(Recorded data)
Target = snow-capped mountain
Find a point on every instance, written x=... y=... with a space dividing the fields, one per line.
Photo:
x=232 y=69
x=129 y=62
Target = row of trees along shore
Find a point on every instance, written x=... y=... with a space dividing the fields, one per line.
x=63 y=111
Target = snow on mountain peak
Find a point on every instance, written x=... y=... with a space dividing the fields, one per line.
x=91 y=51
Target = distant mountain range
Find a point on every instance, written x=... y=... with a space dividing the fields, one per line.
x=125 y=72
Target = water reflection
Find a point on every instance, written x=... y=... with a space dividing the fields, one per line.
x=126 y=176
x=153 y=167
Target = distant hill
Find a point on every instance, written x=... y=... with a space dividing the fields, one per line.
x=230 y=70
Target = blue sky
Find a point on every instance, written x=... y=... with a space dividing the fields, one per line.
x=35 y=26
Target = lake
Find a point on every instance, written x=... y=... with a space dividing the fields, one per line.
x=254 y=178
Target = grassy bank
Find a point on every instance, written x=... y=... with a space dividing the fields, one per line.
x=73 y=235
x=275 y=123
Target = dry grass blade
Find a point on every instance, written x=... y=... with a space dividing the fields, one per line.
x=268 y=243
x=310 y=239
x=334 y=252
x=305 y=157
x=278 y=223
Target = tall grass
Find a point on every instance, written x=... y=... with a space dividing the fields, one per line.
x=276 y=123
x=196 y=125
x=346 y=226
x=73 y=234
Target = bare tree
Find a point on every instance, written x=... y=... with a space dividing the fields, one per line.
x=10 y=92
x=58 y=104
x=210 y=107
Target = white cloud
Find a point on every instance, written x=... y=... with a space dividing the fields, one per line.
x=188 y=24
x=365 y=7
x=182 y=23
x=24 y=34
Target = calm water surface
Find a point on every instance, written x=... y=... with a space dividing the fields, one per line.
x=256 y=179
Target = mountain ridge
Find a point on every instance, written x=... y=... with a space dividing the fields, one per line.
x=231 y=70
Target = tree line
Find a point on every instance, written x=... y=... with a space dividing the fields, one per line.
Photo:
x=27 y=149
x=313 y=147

◆ Exercise goal: Write out all of the recorded data above, keeping every line the same.

◆ Correct answer:
Target = snow-capped mountain
Find a point on every instance, written x=... y=... with a space dividing the fields, one per line.
Photo:
x=232 y=69
x=129 y=62
Target = row of trees along shore
Find a point on every instance, written x=... y=... with a space dividing the fields, one per line.
x=63 y=111
Target = snow on mountain peak
Find a point on every instance, written x=... y=... with a space dividing the fields, one per line.
x=91 y=51
Target = distant mountain range
Find a point on every instance, written x=... y=... with a space dividing the fields, one per line.
x=125 y=72
Target = water reflection
Find a point on every instance, written x=... y=... with a space dividing the fields, one per line.
x=126 y=176
x=153 y=167
Target = distant hill
Find a point on every instance, written x=... y=... with a space dividing the fields, one per line.
x=230 y=70
Target = blue sky
Find a point on every instance, written x=... y=... with a space dividing the fields, one per line.
x=35 y=26
Target = lake
Find a point on every instance, written x=... y=... with a space dividing the fields, one per line.
x=254 y=178
Target = grassy bank
Find a point on every instance, written x=... y=... with a space dividing the fields, one per line.
x=73 y=235
x=275 y=123
Target = dry grass blade
Find a point on every instance, written x=... y=... with a space dividing the fields, one per line.
x=268 y=243
x=310 y=239
x=334 y=252
x=305 y=157
x=278 y=223
Target = tall grass
Find a point on every instance, written x=... y=... with a space dividing the fields, one per line.
x=276 y=123
x=196 y=125
x=346 y=226
x=73 y=234
Target = bare tree
Find a point on every instance, written x=... y=... with a space dividing the fields, one per line.
x=10 y=92
x=58 y=104
x=210 y=107
Target = white cloud
Find a point on every instance, written x=... y=... with a space dividing the fields, one per line.
x=188 y=24
x=365 y=7
x=182 y=23
x=24 y=34
Target = calm water surface
Find a point on every instance, written x=... y=... with a space dividing the fields, one per line.
x=256 y=179
Target = mountain ridge
Find a point on every instance, written x=... y=... with a space dividing the fields, one per line.
x=231 y=70
Target = tree line
Find a point on every instance, written x=... y=... with a space dividing the fields, one per line.
Photo:
x=27 y=149
x=313 y=147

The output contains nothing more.